ACTIVITY » Which lines of the listing hold the string "then"? Show each of them.

-------- RECORDS FOR THIS TASK --------

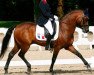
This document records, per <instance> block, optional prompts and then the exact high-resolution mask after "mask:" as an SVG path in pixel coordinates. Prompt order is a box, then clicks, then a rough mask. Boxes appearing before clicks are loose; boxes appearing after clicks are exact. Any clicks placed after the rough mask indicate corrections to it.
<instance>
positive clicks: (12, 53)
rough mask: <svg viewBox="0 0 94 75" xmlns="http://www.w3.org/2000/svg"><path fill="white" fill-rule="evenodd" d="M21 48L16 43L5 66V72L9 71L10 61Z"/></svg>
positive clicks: (5, 72)
mask: <svg viewBox="0 0 94 75" xmlns="http://www.w3.org/2000/svg"><path fill="white" fill-rule="evenodd" d="M19 49H20V48H19V47H18V46H17V45H15V46H14V48H13V49H12V51H11V52H10V53H9V55H8V59H7V62H6V65H5V67H4V70H5V73H8V67H9V64H10V61H11V59H12V58H13V56H14V55H15V54H16V53H17V52H18V51H19Z"/></svg>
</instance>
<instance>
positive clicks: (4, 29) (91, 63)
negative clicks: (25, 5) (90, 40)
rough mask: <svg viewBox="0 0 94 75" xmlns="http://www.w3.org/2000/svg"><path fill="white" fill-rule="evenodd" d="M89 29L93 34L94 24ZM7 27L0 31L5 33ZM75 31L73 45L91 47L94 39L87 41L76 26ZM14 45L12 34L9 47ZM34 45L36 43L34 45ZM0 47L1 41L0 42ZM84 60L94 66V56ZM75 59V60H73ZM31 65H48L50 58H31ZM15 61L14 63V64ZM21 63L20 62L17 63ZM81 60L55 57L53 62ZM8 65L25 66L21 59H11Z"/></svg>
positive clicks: (3, 62)
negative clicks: (74, 34) (41, 59)
mask: <svg viewBox="0 0 94 75" xmlns="http://www.w3.org/2000/svg"><path fill="white" fill-rule="evenodd" d="M89 30H90V31H91V32H92V33H93V35H94V26H90V27H89ZM6 31H7V29H6V28H0V33H3V34H4V35H5V34H6ZM76 32H78V40H77V41H76V42H74V43H73V45H74V46H75V47H76V48H77V49H79V48H78V47H77V46H78V45H90V49H92V45H94V39H93V40H92V41H89V40H88V39H87V34H84V33H83V32H82V30H81V29H80V28H76ZM13 46H14V38H13V35H12V37H11V40H10V44H9V47H13ZM34 46H36V45H34ZM0 47H1V43H0ZM39 50H42V48H41V47H40V46H39ZM86 60H87V61H88V62H89V63H90V64H91V67H94V56H92V57H91V58H86ZM74 61H75V62H74ZM5 62H6V61H0V66H4V65H5ZM29 62H30V63H31V64H32V65H50V63H51V60H31V61H29ZM15 63H16V64H15ZM19 63H21V64H19ZM81 63H82V61H81V60H80V59H57V61H56V63H55V64H81ZM10 66H25V64H24V62H23V61H11V63H10Z"/></svg>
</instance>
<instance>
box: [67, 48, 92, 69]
mask: <svg viewBox="0 0 94 75" xmlns="http://www.w3.org/2000/svg"><path fill="white" fill-rule="evenodd" d="M67 49H68V50H69V51H70V52H72V53H73V54H75V55H77V56H78V57H79V58H80V59H81V60H82V61H83V63H84V64H85V65H86V66H87V68H88V69H91V68H90V65H89V64H88V62H87V61H86V60H85V59H84V58H83V56H82V55H81V53H79V52H78V51H77V50H76V49H75V48H74V47H73V46H69V48H67Z"/></svg>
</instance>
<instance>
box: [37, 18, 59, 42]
mask: <svg viewBox="0 0 94 75" xmlns="http://www.w3.org/2000/svg"><path fill="white" fill-rule="evenodd" d="M55 23H56V34H55V35H54V37H53V39H52V40H56V39H57V38H58V32H59V22H58V20H57V19H56V18H55ZM48 25H51V23H50V24H49V23H48ZM49 32H50V31H48V30H47V29H45V27H40V26H39V25H37V26H36V39H37V40H41V41H46V40H47V39H46V35H45V34H47V33H49Z"/></svg>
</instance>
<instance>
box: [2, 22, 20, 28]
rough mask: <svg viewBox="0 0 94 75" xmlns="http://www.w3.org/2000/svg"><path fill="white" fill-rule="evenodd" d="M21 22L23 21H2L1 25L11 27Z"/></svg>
mask: <svg viewBox="0 0 94 75" xmlns="http://www.w3.org/2000/svg"><path fill="white" fill-rule="evenodd" d="M19 23H21V21H0V27H5V28H9V27H11V26H13V25H17V24H19Z"/></svg>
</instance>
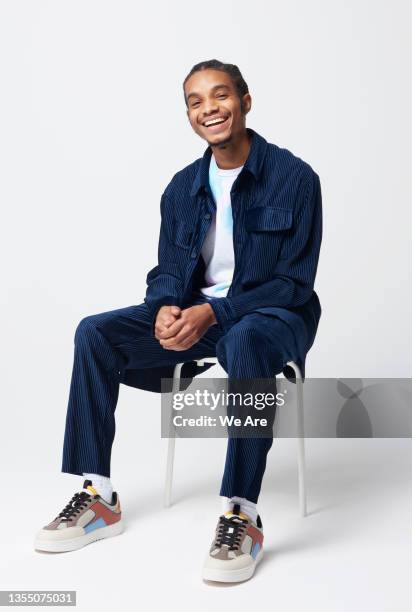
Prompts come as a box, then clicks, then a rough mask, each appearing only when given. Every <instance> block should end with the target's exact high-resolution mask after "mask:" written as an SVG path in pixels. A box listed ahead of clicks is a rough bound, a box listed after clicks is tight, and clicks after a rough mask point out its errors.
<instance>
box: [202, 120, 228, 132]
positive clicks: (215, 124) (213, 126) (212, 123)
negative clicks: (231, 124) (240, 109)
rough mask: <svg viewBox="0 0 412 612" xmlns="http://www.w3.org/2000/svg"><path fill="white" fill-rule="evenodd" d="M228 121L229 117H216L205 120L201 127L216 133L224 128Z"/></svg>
mask: <svg viewBox="0 0 412 612" xmlns="http://www.w3.org/2000/svg"><path fill="white" fill-rule="evenodd" d="M228 120H229V117H225V118H223V117H219V118H218V117H217V118H216V119H207V120H206V121H205V122H204V123H202V125H203V127H205V128H207V129H208V130H210V131H211V132H215V131H216V132H217V131H218V130H220V129H221V128H223V127H226V125H227V122H228Z"/></svg>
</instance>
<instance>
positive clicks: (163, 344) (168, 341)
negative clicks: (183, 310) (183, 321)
mask: <svg viewBox="0 0 412 612" xmlns="http://www.w3.org/2000/svg"><path fill="white" fill-rule="evenodd" d="M189 334H190V335H191V334H192V331H189V330H188V329H187V327H186V326H185V327H183V329H182V331H180V332H179V333H178V334H176V335H175V336H172V337H171V338H163V337H162V338H161V339H160V344H161V345H162V346H165V347H167V346H178V345H180V344H181V343H182V342H184V341H185V340H186V339H187V338H188V337H189Z"/></svg>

--------

WRITTEN ANSWER »
This document records, per <instance> block, optional prompts and then the exact high-resolution mask after "mask:" as an SVG path in pixel coordinates. Prompt order is a box, then clicks, then a rough mask. Boxes appearing before clicks are loose; boxes appearing after clicks are exact. Any clicks placed after the rough mask indicate corrections to it.
Prompts come as a box, then clicks, then a rough mask, each appearing only when given. Every <instance> block should end with the target's exact high-resolution mask after "mask:" written as an SVG path in pixels. A box listed ahead of clicks is a rough bound, a box listed after clicks is tight, and clicks after a rough mask point out its errors.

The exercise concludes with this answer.